── Brano scelto

L’incresciosa sorte di un dipinto perduto accende periodicamente l’interesse verso la figura del pittore francese, aprendo la strada a piacevoli supposizioni legate alla figura della donna rappresenta.
Sarebbe estremamente emozionante rivedere quelle pallide membra rifiorire di attenzioni e lustro al fianco de “La grande odalisque“, in quella felice unione che mai si realizzò e che fece di una il riflesso esistente e dell’altra il mito da onorare nel ricordo.
Note tecniche e descrittive
“Era bella quella donna, sorridea nel sonno… Le nude forme del suo seno accusavano una sanità perfetta e una rigogliosa gioventù“. Il drammaturgo e giornalista italiano Francesco Mastriani descriveva così uno dei personaggi del noto romanzo d’appendice i “Misteri di Napoli” (1869), aprendo chiaramente l’attenzione su quella descrizione in cui è facile sentire gli echi di un secolo impregnato e continuamente influenzato dalla figura femminile della cortigiana.
La figura dell’odalisca, nella dormiente e svenevole espressione di una giovane donna abituata al destino di un corpo assiduamente in vendita, colpisce nella sua inesistenza, portando con sé il potere espressivo del corpo nudo e corrotto in molti dei capolavori di Ingres, quasi fosse il continuo rimando a un’eredità perduta, in quell’involontario tentativo di rivalsa verso un destino che aveva privato il pittore di quella bellezza raggiungibile solo attraverso degli strati di colore.

────

Obiettivo – Secondo il brano scelto, in quale romanzo d'appendice Francesco Mastriani descriveva la donna che "sorridea nel sonno"?

── Righe di dati

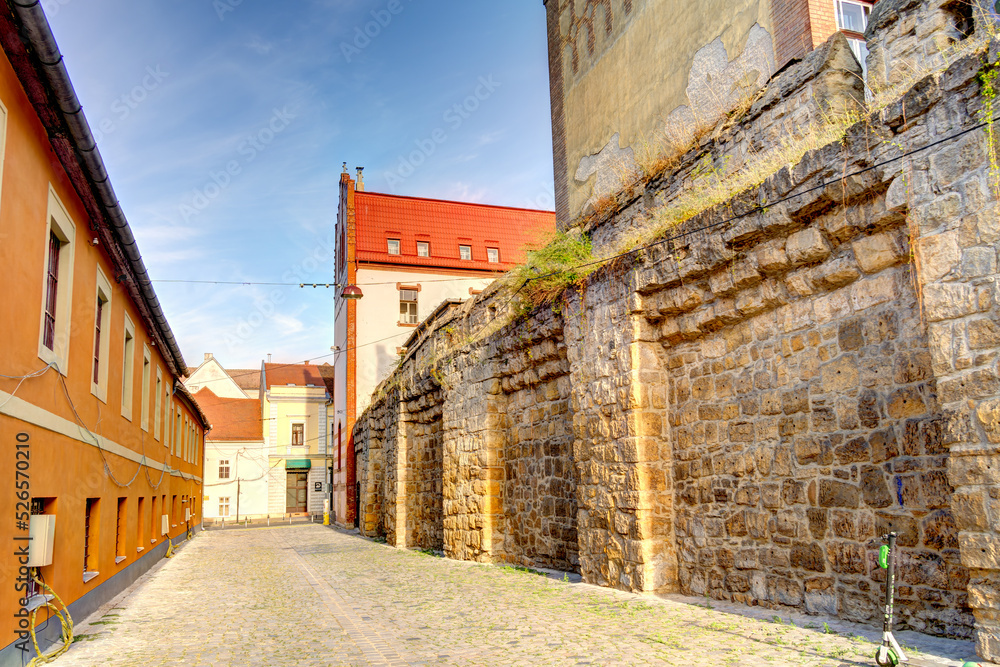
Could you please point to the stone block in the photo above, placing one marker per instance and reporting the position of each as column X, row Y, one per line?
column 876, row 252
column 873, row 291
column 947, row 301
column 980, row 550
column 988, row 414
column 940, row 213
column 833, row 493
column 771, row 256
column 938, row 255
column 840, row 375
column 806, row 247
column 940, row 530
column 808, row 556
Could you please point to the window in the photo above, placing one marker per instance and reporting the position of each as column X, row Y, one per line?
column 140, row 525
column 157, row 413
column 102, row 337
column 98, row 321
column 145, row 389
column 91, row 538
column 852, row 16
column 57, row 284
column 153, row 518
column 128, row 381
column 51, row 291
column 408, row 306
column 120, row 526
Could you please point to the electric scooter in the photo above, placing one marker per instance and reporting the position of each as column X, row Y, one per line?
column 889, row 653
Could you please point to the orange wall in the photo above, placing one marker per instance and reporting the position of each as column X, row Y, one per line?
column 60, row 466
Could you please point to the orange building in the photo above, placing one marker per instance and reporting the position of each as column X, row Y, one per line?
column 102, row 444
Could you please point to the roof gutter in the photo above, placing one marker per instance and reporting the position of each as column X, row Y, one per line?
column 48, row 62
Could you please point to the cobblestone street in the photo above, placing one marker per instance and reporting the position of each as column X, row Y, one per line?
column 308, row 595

────
── Righe di dati

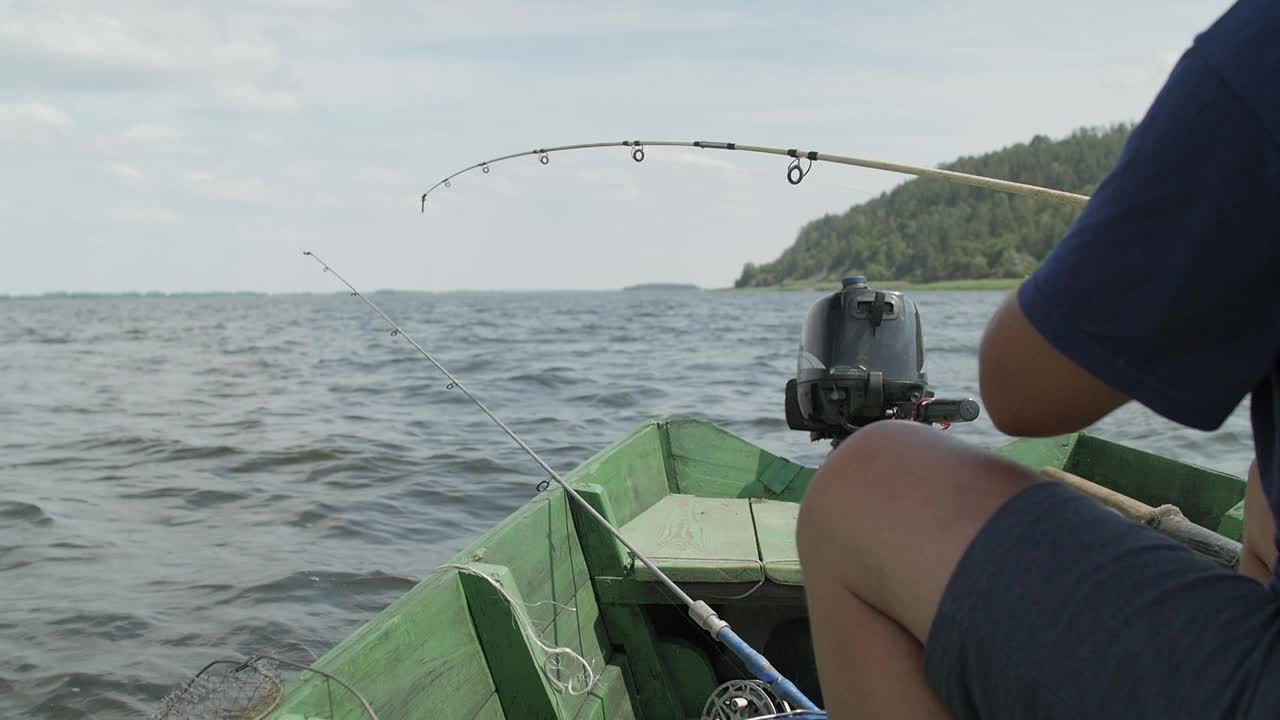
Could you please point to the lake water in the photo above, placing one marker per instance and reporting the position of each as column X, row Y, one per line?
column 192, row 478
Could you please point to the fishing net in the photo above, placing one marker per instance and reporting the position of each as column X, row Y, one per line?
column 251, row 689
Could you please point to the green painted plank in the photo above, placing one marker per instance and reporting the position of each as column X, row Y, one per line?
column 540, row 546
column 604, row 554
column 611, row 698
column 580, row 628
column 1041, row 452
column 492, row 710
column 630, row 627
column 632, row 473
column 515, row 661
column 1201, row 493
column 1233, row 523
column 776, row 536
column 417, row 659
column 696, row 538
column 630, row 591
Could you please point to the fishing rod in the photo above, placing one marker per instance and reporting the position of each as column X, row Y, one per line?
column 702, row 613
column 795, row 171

────

Risposta corretta – Nei "Misteri di Napoli", del 1869.